The problem
All lines holding the word "below" should be located in the records and copied.

Data shown

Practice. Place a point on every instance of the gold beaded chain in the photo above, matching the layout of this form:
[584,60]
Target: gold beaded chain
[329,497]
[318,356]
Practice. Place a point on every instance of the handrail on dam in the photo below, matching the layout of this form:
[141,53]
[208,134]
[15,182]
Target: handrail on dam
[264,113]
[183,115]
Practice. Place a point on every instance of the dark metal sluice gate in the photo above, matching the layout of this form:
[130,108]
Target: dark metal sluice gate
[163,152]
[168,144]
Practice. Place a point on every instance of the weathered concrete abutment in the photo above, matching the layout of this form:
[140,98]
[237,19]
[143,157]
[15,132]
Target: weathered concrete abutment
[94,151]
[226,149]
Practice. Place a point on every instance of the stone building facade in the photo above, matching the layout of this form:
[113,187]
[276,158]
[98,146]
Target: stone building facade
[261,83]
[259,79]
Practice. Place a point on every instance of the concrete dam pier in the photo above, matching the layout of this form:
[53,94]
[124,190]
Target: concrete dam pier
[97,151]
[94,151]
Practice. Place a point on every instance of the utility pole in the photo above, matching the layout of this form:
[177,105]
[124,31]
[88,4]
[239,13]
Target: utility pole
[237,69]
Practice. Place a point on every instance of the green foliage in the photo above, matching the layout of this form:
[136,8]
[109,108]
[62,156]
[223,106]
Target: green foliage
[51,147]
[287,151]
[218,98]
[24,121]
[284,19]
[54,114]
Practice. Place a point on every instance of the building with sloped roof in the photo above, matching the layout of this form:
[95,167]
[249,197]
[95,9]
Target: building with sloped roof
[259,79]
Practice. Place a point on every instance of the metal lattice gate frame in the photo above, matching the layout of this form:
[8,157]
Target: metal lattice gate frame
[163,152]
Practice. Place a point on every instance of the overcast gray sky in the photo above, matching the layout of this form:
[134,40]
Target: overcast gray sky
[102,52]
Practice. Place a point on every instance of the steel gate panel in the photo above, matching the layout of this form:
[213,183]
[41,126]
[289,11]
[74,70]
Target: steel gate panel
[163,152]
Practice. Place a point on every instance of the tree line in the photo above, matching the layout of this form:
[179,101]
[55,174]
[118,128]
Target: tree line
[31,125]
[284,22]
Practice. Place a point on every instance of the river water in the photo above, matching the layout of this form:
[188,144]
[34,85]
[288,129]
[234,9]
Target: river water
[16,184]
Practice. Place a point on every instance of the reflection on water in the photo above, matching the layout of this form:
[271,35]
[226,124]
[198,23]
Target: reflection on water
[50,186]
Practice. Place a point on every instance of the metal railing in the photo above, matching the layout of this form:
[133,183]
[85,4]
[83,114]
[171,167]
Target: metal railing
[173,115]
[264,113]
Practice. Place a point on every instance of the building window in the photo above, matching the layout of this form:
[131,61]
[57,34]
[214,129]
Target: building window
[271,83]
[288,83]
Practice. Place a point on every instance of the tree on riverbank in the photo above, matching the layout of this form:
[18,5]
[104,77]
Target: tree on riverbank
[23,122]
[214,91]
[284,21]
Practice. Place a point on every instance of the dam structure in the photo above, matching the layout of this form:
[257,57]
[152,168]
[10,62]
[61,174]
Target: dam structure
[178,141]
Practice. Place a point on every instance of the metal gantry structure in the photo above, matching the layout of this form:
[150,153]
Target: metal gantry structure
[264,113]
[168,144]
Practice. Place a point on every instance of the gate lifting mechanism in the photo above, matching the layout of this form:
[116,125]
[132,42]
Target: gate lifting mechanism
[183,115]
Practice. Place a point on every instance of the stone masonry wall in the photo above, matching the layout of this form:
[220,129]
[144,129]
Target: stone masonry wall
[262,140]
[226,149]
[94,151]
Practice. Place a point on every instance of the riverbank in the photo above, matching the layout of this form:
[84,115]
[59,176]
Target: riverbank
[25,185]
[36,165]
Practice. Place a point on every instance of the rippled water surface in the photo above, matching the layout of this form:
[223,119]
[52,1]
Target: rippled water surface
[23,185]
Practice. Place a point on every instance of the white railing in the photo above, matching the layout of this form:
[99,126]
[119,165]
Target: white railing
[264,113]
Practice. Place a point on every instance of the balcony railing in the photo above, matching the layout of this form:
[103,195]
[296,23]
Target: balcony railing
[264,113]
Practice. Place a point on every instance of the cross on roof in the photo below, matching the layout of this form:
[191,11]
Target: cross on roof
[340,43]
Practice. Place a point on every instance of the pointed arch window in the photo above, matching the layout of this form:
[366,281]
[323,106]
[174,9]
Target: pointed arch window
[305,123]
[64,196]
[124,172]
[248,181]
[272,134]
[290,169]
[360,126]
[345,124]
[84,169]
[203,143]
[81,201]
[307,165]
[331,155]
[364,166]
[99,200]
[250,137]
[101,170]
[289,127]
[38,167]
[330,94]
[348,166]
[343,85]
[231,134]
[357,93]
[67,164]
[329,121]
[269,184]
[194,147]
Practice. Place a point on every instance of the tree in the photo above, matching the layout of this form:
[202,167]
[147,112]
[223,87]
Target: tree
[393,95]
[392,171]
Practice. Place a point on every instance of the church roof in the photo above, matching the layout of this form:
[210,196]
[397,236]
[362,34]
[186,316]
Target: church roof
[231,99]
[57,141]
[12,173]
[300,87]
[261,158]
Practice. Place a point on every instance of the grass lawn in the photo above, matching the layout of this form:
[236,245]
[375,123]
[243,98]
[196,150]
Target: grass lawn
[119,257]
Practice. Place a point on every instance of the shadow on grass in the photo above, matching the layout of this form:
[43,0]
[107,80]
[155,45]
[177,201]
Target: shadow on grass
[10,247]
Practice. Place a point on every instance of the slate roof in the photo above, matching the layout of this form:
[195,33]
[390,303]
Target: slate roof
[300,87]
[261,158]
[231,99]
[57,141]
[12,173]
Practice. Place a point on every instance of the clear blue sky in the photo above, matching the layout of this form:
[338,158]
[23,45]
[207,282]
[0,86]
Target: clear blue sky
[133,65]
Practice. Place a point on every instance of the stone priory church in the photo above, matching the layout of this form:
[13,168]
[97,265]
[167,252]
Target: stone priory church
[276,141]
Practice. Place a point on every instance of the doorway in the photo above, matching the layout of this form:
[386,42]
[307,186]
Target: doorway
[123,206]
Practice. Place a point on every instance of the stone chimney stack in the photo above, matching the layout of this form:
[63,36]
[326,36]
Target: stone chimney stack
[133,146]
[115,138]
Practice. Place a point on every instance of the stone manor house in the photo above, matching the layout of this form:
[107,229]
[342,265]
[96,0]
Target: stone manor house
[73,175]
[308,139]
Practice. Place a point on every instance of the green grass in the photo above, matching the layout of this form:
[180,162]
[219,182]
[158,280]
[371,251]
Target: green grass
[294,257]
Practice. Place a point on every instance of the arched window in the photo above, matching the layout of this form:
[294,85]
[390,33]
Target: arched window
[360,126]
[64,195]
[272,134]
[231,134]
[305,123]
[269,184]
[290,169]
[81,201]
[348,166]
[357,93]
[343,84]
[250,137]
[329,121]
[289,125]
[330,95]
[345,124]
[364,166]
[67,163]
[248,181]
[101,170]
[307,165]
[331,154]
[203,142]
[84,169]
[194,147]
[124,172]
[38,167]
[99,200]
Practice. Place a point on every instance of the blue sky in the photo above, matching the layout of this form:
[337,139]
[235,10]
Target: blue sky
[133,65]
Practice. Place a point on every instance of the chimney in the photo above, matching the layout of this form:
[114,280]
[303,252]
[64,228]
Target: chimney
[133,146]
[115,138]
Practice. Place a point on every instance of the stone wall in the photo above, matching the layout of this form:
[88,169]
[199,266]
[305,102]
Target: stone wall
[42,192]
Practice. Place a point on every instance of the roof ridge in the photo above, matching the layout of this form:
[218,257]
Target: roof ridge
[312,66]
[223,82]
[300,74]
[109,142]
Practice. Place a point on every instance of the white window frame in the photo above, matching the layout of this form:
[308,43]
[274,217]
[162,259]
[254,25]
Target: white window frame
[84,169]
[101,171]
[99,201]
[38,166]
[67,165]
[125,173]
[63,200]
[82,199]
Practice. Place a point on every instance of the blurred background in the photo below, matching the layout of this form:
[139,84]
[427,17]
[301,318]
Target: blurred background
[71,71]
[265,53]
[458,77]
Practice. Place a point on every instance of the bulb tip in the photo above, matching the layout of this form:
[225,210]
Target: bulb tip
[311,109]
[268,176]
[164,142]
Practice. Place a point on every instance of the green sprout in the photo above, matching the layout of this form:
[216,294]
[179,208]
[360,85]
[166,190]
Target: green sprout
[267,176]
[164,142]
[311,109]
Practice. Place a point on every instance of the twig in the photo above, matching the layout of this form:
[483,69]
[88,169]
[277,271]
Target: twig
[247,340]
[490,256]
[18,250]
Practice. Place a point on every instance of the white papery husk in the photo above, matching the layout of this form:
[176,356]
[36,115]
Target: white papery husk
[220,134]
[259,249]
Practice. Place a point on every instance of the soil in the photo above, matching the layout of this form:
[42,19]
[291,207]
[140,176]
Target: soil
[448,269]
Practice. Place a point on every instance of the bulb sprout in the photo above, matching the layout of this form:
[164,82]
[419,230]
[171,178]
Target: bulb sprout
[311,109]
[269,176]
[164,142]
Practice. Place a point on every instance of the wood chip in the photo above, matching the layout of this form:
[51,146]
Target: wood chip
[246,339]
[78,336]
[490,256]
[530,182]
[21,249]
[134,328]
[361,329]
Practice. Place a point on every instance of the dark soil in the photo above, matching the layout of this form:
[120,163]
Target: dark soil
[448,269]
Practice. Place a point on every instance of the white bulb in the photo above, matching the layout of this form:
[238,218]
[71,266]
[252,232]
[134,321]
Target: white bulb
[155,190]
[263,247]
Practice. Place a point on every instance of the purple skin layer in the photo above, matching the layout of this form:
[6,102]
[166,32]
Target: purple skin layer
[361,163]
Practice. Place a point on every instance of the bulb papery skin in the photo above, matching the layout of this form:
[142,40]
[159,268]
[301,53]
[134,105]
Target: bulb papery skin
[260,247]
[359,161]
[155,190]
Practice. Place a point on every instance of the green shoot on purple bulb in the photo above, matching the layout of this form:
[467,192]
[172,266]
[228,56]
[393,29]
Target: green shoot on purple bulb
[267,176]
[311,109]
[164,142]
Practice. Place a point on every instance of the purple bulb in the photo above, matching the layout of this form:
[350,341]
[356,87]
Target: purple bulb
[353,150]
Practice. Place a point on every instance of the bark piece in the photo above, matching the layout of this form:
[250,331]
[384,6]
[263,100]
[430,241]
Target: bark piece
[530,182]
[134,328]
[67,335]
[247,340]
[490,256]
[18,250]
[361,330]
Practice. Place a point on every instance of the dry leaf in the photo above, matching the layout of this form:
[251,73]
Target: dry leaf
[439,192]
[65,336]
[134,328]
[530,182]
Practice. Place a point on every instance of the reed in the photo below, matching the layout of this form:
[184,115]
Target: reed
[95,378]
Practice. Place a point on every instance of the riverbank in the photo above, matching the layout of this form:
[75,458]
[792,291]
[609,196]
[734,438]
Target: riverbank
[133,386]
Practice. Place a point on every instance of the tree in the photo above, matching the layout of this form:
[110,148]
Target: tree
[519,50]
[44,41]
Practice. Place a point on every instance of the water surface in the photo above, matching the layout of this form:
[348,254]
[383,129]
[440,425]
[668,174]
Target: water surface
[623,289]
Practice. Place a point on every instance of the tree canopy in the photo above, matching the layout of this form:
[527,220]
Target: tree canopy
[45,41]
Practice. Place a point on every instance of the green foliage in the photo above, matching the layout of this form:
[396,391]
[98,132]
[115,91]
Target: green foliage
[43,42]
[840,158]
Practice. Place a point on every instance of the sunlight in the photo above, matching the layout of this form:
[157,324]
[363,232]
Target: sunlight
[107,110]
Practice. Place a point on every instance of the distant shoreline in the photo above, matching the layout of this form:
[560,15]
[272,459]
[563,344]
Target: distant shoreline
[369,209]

Response to this task
Practice. Place a point on every instance of the handrail on dam in the photo below, matching the layout of this form:
Practice. Place a point on every instance of the cross on roof in the photo below, matching the layout of this form:
Practice. Place a point on every instance of the blurred background in the photo below, matching the layout of this form:
Practice. Place a point on every instance of the reed in the photo below, matching the layout of this form:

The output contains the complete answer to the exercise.